AVAILABLE DATA:
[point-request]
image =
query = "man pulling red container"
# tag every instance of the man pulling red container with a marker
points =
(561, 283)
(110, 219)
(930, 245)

TRY IT: Copy the full listing verbatim.

TASK OUTPUT:
[point-request]
image =
query = "man pulling red container"
# tag every instance of the man pulling red container with a marker
points =
(561, 283)
(110, 219)
(930, 245)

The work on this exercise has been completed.